Output every line of the rows below without any change, leaving out the pictures.

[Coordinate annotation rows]
Begin

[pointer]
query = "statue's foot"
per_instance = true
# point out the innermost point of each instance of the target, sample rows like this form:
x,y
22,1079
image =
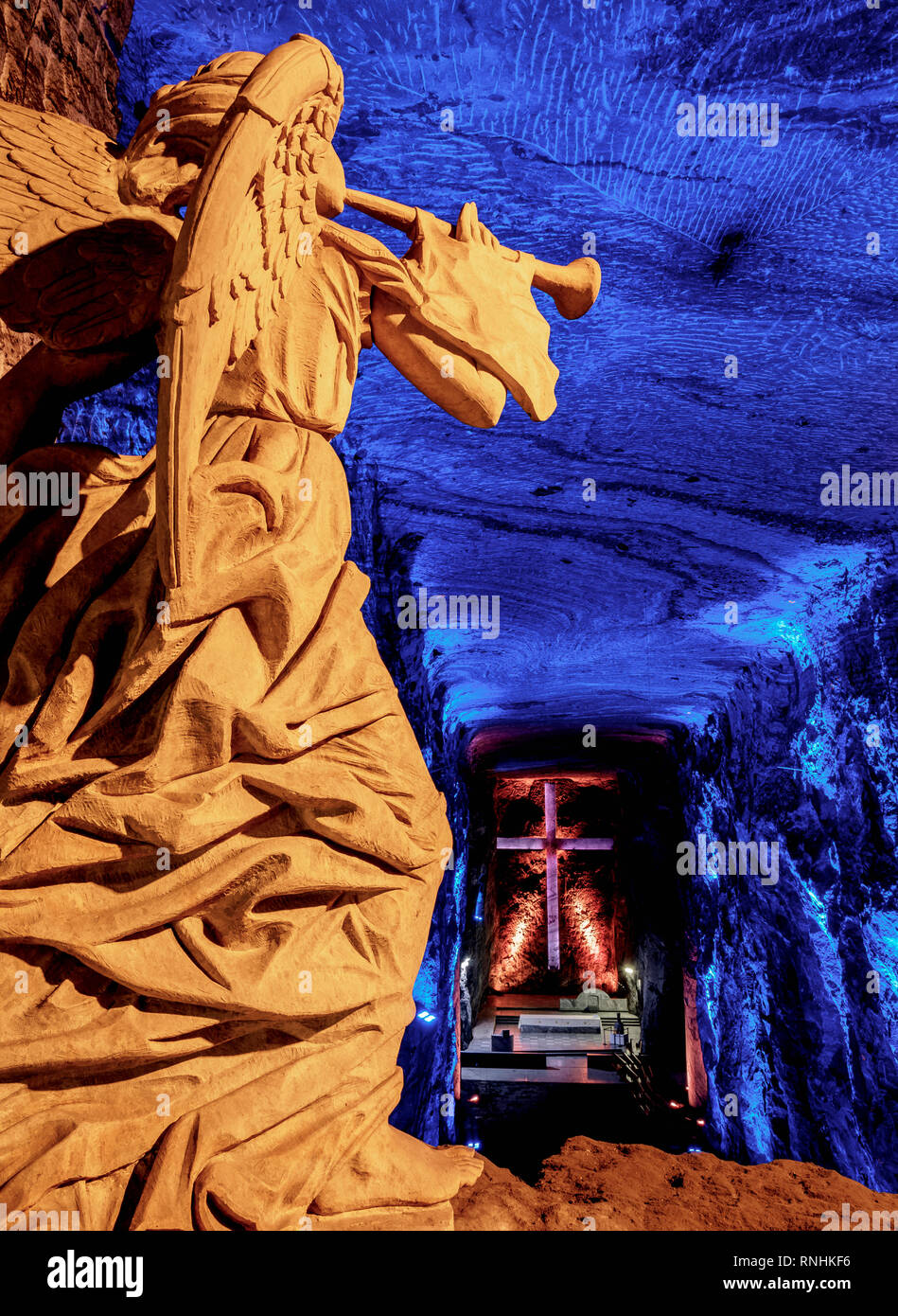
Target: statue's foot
x,y
394,1169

End

**RESULT FOR THIS EXERCISE**
[pointer]
query = "statue's foot"
per_instance = true
# point out the innermost point of each instance of the target, sample rows like this form:
x,y
22,1079
image =
Target: statue's foot
x,y
394,1169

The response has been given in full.